**Work order:** Given the listing below, write out exactly the lines starting with the line that has "Target: breaded mushroom fry" and going on through the line that has "Target: white ramekin", both kept.
BEGIN Exercise data
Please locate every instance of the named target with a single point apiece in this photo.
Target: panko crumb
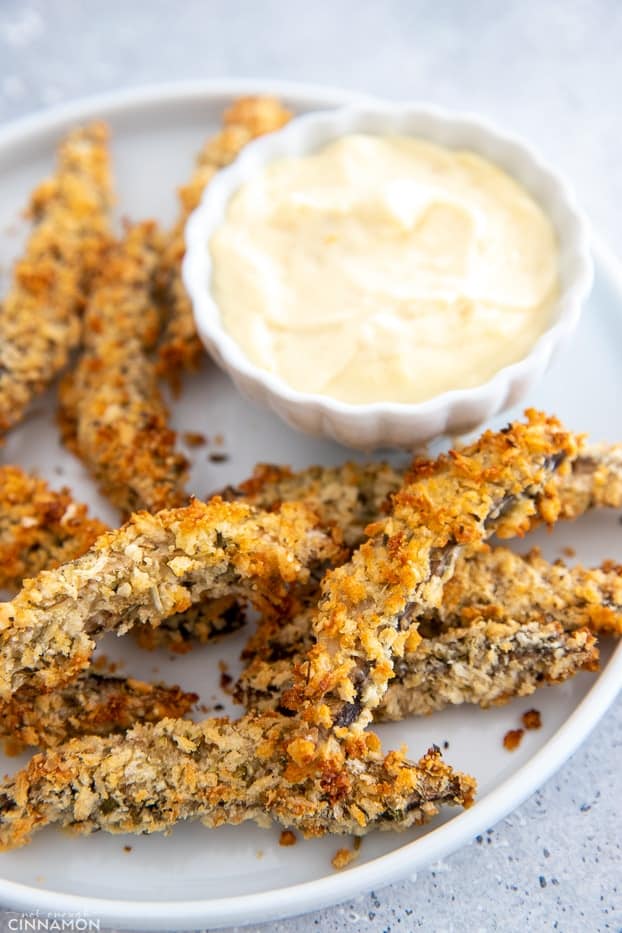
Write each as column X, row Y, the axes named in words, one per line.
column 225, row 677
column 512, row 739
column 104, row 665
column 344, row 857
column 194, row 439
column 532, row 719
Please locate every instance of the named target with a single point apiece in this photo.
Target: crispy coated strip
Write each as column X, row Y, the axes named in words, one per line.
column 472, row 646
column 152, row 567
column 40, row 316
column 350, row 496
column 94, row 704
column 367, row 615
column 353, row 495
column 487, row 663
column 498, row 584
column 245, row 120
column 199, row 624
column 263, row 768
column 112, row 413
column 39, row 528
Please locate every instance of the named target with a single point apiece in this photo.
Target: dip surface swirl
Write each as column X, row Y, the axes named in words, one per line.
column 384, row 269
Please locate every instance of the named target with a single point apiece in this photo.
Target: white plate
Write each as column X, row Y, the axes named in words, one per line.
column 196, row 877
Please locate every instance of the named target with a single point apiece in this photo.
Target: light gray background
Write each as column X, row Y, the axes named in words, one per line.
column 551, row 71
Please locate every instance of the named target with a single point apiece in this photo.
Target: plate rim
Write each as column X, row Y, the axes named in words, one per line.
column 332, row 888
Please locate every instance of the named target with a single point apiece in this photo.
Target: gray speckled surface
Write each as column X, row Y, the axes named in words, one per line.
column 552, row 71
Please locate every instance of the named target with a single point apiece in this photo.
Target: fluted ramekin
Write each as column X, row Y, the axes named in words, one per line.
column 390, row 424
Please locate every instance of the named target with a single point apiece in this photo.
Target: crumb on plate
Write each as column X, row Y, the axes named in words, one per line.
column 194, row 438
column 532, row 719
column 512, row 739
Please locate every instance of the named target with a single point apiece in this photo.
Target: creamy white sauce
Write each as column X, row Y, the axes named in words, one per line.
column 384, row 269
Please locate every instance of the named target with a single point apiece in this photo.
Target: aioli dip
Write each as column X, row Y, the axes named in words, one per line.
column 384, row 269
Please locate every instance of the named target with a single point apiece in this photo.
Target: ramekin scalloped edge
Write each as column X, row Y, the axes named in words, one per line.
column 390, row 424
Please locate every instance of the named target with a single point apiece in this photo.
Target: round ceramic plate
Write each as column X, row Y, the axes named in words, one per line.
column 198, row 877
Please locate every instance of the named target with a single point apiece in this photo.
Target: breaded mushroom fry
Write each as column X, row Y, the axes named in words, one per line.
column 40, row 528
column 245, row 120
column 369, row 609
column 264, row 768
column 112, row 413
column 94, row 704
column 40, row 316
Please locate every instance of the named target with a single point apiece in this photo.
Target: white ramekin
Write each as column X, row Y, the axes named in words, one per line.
END Exercise data
**Reply to the exercise:**
Target: breaded mushroom fry
Write each as column X, row Y, the axes named in words, one per line.
column 40, row 528
column 245, row 120
column 369, row 609
column 264, row 768
column 112, row 413
column 94, row 704
column 40, row 316
Please locate every instance of the named target with a single point apiece in this photo.
Target: white ramekin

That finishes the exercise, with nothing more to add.